Exercise goal:
List every line of the data that contains the string "Phrase".

Excerpted records:

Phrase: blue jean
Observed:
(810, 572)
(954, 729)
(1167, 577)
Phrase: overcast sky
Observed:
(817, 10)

Output below:
Phrase: blue jean
Phrase: overcast sky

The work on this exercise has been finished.